*Required work*
Give back every record word for word, keeping the pictures out.

(Photo-based referring expression data)
******

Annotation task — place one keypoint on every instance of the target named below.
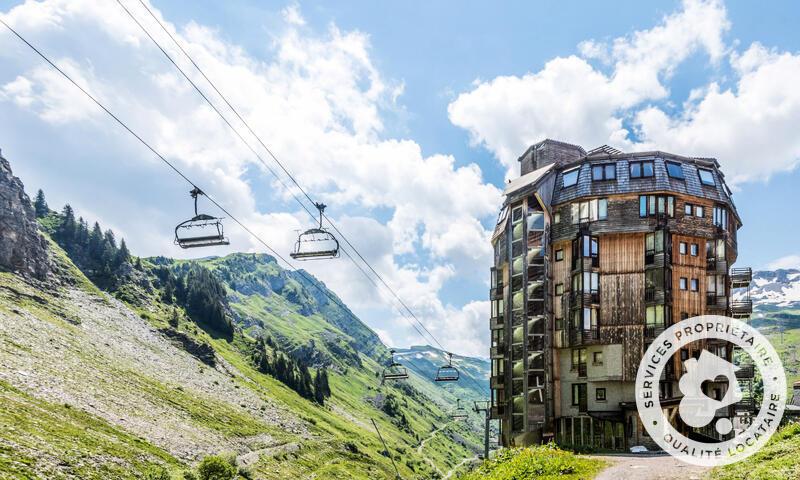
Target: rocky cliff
(22, 249)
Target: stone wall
(23, 250)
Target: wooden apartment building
(595, 254)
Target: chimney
(547, 152)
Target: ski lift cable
(261, 142)
(183, 176)
(238, 134)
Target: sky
(406, 118)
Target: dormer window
(571, 177)
(706, 177)
(675, 170)
(641, 169)
(606, 171)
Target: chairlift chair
(395, 371)
(201, 230)
(316, 243)
(460, 413)
(447, 373)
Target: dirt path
(648, 467)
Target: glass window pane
(706, 177)
(571, 177)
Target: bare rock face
(23, 250)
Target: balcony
(741, 308)
(652, 331)
(713, 265)
(746, 371)
(577, 337)
(716, 302)
(497, 382)
(496, 293)
(741, 277)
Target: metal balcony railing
(578, 337)
(741, 277)
(652, 331)
(741, 308)
(496, 323)
(746, 371)
(497, 382)
(716, 302)
(497, 352)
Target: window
(653, 244)
(652, 205)
(597, 358)
(641, 169)
(600, 394)
(578, 394)
(571, 177)
(604, 172)
(578, 358)
(706, 176)
(675, 170)
(654, 316)
(721, 217)
(589, 211)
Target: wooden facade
(642, 257)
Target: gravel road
(648, 467)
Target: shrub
(214, 467)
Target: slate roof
(660, 182)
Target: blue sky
(406, 118)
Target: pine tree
(40, 205)
(66, 231)
(123, 255)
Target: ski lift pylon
(316, 243)
(394, 371)
(447, 373)
(201, 230)
(460, 413)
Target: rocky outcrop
(23, 249)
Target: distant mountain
(474, 372)
(775, 289)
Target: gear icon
(698, 409)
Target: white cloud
(571, 100)
(787, 262)
(318, 102)
(751, 128)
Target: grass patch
(540, 463)
(42, 438)
(780, 458)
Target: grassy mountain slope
(127, 396)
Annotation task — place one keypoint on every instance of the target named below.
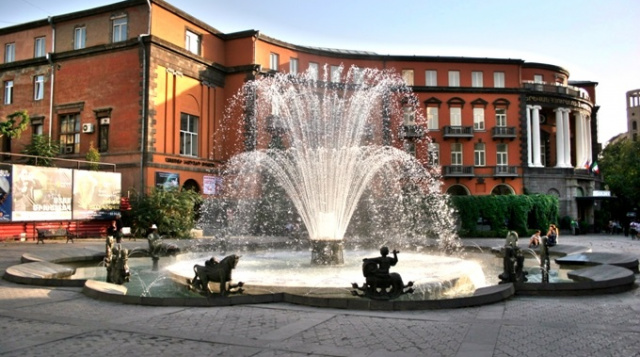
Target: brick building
(147, 84)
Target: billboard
(96, 194)
(41, 193)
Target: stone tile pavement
(37, 321)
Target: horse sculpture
(213, 271)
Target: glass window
(501, 155)
(79, 38)
(120, 29)
(407, 75)
(38, 87)
(454, 78)
(192, 42)
(476, 79)
(501, 117)
(8, 92)
(274, 60)
(70, 134)
(188, 135)
(432, 118)
(455, 114)
(498, 79)
(9, 52)
(478, 118)
(479, 154)
(431, 78)
(456, 154)
(39, 47)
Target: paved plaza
(39, 321)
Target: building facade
(147, 84)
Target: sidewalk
(37, 321)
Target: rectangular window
(455, 116)
(38, 47)
(456, 154)
(79, 38)
(407, 75)
(478, 118)
(501, 155)
(70, 134)
(188, 135)
(432, 118)
(498, 80)
(501, 117)
(8, 92)
(293, 66)
(313, 71)
(479, 154)
(38, 87)
(476, 79)
(192, 42)
(274, 60)
(454, 78)
(120, 29)
(431, 78)
(9, 52)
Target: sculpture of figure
(379, 283)
(214, 271)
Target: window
(407, 76)
(431, 78)
(38, 47)
(79, 37)
(38, 87)
(70, 134)
(8, 92)
(274, 60)
(192, 42)
(313, 71)
(188, 135)
(478, 118)
(498, 79)
(120, 29)
(479, 154)
(293, 66)
(9, 52)
(455, 114)
(432, 118)
(454, 78)
(501, 117)
(501, 155)
(456, 154)
(476, 79)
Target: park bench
(53, 233)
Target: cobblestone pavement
(37, 321)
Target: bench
(53, 233)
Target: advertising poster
(96, 194)
(167, 180)
(41, 193)
(211, 185)
(5, 192)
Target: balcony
(505, 171)
(503, 132)
(457, 171)
(458, 132)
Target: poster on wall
(96, 194)
(211, 185)
(167, 180)
(41, 193)
(5, 192)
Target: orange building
(147, 84)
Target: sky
(595, 40)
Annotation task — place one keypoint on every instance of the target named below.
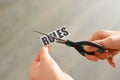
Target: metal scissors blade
(59, 40)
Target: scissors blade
(58, 39)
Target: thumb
(44, 54)
(104, 42)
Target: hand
(111, 42)
(45, 68)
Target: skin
(45, 68)
(111, 42)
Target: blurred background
(19, 44)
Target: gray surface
(19, 44)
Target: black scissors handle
(79, 46)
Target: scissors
(79, 46)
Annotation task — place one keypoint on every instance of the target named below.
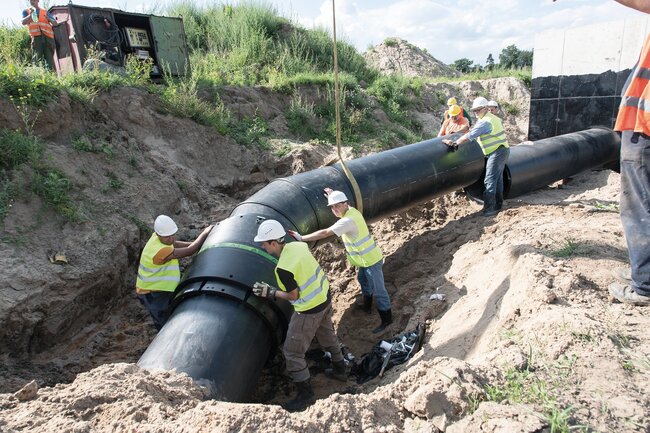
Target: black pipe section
(534, 165)
(219, 333)
(225, 343)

******

*Task output*
Annotation task — place one keypoint on every instance of the target named below.
Target: rocky cliff
(22, 249)
Target: stone wall
(23, 250)
Target: wooden apartment building
(595, 254)
Target: chimney
(547, 152)
Target: ski lift cable
(261, 142)
(183, 176)
(238, 134)
Target: sky
(406, 118)
Target: dormer window
(571, 177)
(706, 177)
(675, 170)
(641, 169)
(606, 171)
Target: chairlift chair
(395, 371)
(201, 230)
(316, 243)
(460, 413)
(447, 373)
Target: dirt path
(648, 467)
Target: glass window pane
(706, 177)
(571, 177)
Target: bare rock face
(23, 250)
Target: balcony
(741, 308)
(652, 331)
(713, 265)
(746, 371)
(577, 337)
(716, 302)
(497, 382)
(496, 293)
(741, 277)
Target: metal balcony railing
(578, 337)
(741, 277)
(652, 331)
(741, 308)
(496, 323)
(746, 371)
(497, 382)
(716, 302)
(497, 352)
Target: window
(653, 244)
(652, 205)
(597, 358)
(641, 169)
(600, 394)
(578, 394)
(571, 177)
(604, 172)
(578, 358)
(706, 176)
(675, 170)
(654, 316)
(721, 217)
(589, 211)
Target: wooden facade
(642, 257)
Target: gravel road
(648, 467)
Target: shrub
(214, 467)
Target: slate roof
(660, 182)
Target: blue sky
(406, 118)
Target: pine tree
(40, 205)
(66, 231)
(123, 255)
Target: ski lift pylon
(316, 243)
(394, 371)
(447, 373)
(201, 230)
(460, 413)
Target: rocky outcrop
(23, 249)
Target: distant mountain
(474, 372)
(775, 289)
Target: gear icon
(698, 409)
Target: white cloud
(571, 100)
(787, 262)
(318, 102)
(751, 128)
Target: grass patch
(540, 463)
(42, 438)
(780, 458)
Target: grassy mountain slope
(127, 396)
Annotation task — place one keypoint on every instance of the target named below.
Target: brick building
(147, 84)
Target: billboard
(96, 194)
(41, 193)
Target: stone tile pavement
(37, 321)
Target: horse sculpture
(213, 271)
Target: glass window
(501, 155)
(79, 38)
(120, 29)
(407, 75)
(38, 87)
(454, 78)
(192, 42)
(476, 79)
(501, 117)
(8, 92)
(274, 60)
(70, 134)
(188, 135)
(432, 118)
(455, 114)
(498, 79)
(9, 52)
(478, 118)
(479, 154)
(431, 78)
(456, 154)
(39, 47)
Target: paved plaza
(39, 321)
Target: building facade
(147, 84)
Target: sidewalk
(37, 321)
Target: rectangular window
(455, 116)
(38, 47)
(456, 154)
(79, 38)
(407, 75)
(478, 118)
(501, 155)
(70, 134)
(188, 135)
(432, 118)
(498, 80)
(501, 117)
(8, 92)
(293, 66)
(313, 71)
(479, 154)
(38, 87)
(476, 79)
(192, 42)
(274, 60)
(454, 78)
(120, 29)
(431, 78)
(9, 52)
Target: sculpture of figure
(379, 283)
(214, 271)
Target: window
(407, 76)
(431, 78)
(38, 47)
(79, 37)
(38, 87)
(70, 134)
(8, 92)
(274, 60)
(192, 42)
(313, 71)
(188, 135)
(478, 118)
(498, 79)
(120, 29)
(479, 154)
(293, 66)
(9, 52)
(455, 114)
(432, 118)
(454, 78)
(501, 117)
(501, 155)
(456, 154)
(476, 79)
Target: park bench
(53, 233)
Target: cobblestone pavement
(37, 321)
Target: bench
(53, 233)
Target: advertising poster
(96, 194)
(167, 180)
(41, 193)
(211, 185)
(5, 192)
Target: balcony
(505, 171)
(503, 132)
(457, 171)
(458, 132)
Target: poster on wall
(96, 194)
(211, 185)
(167, 180)
(41, 193)
(5, 192)
Target: orange building
(147, 84)
Target: sky
(595, 40)
Annotation task — place one keypoint on every instance of the target named below.
Target: metal scissors blade
(59, 40)
Target: scissors blade
(58, 39)
Target: thumb
(44, 54)
(104, 42)
Target: hand
(111, 42)
(45, 68)
Target: skin
(45, 68)
(111, 42)
Target: blurred background
(19, 44)
Target: gray surface
(19, 44)
Target: black scissors handle
(79, 46)
Target: scissors
(79, 46)
Annotation task — place one keypoint on every instance of the target named below.
Target: black pipe section
(534, 165)
(219, 333)
(225, 343)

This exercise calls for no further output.